> The exercise: Reproduce word for word the lines of the items below, beginning with the line containing "Provide one point per instance of the smiling" and continuing through the line containing "x=104 y=242", with both of those lines included.

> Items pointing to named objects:
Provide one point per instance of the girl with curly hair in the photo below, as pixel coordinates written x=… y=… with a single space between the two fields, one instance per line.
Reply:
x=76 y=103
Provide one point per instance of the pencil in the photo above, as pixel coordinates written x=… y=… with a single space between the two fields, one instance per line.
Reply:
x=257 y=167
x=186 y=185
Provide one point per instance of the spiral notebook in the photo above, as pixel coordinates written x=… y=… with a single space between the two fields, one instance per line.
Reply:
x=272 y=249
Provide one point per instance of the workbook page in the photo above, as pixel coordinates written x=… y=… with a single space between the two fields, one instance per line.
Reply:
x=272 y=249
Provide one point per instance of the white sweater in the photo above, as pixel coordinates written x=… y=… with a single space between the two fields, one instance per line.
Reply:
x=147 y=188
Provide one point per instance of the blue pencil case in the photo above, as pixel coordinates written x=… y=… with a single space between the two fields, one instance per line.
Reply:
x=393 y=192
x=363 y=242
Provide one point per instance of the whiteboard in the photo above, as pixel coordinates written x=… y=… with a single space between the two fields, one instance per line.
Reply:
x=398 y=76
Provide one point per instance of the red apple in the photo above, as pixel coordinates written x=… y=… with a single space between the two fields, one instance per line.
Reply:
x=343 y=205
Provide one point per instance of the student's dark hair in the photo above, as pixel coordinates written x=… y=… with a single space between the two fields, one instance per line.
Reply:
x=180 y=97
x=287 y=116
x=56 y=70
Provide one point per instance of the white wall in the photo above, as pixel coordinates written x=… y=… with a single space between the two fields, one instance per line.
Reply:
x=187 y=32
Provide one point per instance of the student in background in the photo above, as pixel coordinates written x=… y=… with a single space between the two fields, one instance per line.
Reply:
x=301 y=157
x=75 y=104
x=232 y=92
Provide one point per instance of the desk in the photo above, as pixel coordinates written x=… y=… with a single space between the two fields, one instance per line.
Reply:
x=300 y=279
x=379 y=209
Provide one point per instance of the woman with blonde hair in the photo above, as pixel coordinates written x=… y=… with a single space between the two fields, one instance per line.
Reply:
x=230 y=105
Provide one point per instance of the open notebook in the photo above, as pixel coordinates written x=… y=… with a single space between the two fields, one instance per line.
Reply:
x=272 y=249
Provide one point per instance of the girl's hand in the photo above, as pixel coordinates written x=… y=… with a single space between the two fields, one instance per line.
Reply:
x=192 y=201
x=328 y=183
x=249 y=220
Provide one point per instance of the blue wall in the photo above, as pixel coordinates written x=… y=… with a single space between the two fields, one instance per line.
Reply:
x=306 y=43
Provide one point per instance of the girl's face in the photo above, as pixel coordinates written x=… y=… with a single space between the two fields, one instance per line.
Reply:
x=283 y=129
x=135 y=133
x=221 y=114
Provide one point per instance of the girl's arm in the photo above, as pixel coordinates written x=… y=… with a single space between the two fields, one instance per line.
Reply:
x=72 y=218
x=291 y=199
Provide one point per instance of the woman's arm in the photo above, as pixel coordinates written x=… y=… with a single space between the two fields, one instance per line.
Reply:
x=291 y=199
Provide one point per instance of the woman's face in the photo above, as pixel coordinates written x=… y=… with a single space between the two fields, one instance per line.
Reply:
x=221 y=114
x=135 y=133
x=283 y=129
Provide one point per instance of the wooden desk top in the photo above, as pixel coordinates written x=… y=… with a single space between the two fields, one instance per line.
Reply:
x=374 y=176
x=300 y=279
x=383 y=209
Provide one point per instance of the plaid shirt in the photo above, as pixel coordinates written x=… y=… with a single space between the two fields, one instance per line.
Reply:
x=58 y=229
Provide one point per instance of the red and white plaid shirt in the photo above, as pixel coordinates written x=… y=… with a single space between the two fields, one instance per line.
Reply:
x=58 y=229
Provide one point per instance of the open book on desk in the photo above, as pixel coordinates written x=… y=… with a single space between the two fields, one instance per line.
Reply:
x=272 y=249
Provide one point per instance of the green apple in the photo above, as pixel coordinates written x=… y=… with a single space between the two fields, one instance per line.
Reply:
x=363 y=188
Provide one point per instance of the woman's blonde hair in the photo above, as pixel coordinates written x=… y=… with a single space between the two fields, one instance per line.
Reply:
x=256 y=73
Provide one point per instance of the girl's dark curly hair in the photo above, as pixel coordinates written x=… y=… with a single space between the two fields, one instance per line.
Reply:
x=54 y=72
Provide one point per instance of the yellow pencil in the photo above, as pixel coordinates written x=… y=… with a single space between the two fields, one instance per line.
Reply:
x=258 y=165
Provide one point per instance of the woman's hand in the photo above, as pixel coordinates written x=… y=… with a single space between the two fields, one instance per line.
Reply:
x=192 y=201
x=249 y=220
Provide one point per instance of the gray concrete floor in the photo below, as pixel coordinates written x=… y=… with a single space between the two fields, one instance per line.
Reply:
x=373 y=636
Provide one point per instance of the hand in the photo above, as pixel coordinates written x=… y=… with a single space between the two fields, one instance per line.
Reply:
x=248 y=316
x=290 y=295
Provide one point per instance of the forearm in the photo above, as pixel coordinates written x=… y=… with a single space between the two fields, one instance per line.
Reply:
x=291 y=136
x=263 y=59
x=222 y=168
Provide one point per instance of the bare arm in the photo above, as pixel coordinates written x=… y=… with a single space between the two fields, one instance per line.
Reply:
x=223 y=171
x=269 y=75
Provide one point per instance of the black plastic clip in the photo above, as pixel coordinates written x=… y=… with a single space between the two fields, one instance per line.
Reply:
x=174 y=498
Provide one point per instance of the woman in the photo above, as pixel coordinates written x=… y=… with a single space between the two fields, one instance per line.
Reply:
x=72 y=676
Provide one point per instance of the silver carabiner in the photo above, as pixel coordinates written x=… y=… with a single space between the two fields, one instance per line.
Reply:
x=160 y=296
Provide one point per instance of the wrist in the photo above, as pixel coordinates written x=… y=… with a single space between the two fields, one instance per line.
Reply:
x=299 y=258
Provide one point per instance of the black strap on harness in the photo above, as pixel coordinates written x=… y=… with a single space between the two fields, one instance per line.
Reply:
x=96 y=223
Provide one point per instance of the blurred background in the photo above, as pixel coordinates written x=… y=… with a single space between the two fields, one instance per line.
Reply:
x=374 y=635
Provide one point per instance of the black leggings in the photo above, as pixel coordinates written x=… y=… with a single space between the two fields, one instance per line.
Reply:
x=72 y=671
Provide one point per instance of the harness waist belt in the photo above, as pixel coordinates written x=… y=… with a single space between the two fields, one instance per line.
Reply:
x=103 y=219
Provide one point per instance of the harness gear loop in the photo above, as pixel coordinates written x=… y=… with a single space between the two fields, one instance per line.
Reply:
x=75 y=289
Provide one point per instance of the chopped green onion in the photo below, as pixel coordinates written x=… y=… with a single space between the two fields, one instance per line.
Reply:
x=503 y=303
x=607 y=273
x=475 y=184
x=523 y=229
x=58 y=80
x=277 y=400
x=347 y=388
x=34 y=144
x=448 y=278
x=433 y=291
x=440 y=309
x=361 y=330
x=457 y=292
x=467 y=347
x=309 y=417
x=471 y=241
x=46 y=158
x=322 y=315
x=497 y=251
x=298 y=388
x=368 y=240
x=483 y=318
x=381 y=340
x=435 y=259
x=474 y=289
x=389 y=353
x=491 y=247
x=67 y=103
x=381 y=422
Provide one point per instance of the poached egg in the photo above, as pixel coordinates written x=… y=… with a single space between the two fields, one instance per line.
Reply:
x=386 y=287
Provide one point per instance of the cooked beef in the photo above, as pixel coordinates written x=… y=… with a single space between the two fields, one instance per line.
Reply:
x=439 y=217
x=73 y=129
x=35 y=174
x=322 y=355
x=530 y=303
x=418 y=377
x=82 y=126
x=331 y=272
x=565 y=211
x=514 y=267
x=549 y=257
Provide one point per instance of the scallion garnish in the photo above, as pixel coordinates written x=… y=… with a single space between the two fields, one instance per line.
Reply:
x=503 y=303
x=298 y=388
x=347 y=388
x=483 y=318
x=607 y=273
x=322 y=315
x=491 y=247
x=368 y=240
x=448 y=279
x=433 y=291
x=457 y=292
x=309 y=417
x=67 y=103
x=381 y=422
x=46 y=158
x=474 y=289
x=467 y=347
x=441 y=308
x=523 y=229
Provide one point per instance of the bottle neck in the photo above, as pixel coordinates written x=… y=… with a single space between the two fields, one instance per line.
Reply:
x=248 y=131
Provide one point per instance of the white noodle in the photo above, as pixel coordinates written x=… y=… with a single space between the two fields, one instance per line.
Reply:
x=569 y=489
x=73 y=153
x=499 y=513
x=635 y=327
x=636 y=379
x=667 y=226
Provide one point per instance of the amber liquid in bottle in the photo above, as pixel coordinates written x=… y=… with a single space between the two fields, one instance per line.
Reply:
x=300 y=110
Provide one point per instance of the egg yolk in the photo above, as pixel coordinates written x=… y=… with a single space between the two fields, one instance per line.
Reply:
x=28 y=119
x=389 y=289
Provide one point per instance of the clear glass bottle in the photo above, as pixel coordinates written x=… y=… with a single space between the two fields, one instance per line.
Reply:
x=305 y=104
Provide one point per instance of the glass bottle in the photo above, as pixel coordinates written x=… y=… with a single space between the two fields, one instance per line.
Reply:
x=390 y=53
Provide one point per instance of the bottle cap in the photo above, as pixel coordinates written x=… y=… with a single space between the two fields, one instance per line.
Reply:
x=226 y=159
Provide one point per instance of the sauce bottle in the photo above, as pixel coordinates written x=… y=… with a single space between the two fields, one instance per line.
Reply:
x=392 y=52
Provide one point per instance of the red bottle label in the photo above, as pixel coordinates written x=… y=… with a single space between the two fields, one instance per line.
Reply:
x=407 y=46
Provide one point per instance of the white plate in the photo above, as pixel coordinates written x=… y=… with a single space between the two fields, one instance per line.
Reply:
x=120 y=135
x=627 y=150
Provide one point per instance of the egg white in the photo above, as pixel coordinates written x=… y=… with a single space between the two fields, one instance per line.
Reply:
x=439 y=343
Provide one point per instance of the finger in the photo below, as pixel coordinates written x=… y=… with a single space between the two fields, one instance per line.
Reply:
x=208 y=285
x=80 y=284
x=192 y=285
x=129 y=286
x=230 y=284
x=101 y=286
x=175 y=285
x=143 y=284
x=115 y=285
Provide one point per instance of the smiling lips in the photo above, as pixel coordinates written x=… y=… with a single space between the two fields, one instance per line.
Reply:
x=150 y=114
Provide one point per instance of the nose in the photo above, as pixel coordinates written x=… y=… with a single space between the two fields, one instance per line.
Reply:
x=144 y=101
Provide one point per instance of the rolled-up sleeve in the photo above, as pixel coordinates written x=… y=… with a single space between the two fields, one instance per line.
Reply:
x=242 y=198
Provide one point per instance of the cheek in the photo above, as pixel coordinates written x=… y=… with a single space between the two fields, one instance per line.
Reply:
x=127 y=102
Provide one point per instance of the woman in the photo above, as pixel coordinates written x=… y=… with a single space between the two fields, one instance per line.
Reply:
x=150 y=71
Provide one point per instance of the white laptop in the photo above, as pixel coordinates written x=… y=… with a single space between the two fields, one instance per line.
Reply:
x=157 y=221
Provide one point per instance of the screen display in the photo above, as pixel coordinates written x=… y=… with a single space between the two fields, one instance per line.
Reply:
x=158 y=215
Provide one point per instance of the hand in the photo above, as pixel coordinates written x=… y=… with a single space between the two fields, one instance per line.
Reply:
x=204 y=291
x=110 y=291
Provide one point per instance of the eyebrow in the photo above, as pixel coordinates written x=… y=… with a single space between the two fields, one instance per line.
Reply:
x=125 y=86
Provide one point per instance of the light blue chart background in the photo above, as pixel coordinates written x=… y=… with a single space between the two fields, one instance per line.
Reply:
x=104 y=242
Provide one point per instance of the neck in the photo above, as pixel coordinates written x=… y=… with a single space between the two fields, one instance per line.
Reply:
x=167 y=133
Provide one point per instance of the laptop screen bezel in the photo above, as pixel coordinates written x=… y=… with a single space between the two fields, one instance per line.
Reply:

> Written answer:
Provide one point per instance of the smiling lips in the photo above, as pixel coordinates written x=… y=… with a single space between the two fields, one instance per line.
Reply:
x=150 y=114
Provide one point per instance of the nose in the photo above, as pixel coordinates written x=… y=… with a single space between the two fields, one instance per line.
Reply:
x=144 y=101
Provide one point per instance of the rolled-up sleeve in the photo above, as pixel coordinates written x=… y=… with a single space between the two fields, one instance per line.
Reply:
x=242 y=198
Provide one point per instance of the cheek in the photo above, as pixel coordinates written x=… y=… with a single space between the two fields, one instance per line.
Reply:
x=127 y=102
Provide one point per instance of the woman in the photo above, as pixel coordinates written x=… y=… with a single space between the two fields, one instance per line.
Reply:
x=150 y=71
Provide one point per instance of the white laptop in the photo above, as pixel coordinates written x=… y=… with a single space between the two fields, one instance per line.
Reply:
x=157 y=221
Provide one point per instance of the screen display in the photo above, as pixel coordinates written x=… y=… with a single space between the two fields, one instance per line.
Reply:
x=158 y=215
Provide one point per instance of the hand in the photo above, as pixel coordinates written x=… y=… with a single space between the two fields, one instance per line.
Reply:
x=204 y=291
x=110 y=291
Provide one point per instance of the eyebrow in the photo above, as pixel coordinates written x=… y=… with a single space between the two fields, one instance per line.
Reply:
x=125 y=86
Provide one point per instance of the light blue chart background in the photo above, as pixel coordinates written x=… y=… with a single space between the two fields, one instance per line.
Reply:
x=104 y=242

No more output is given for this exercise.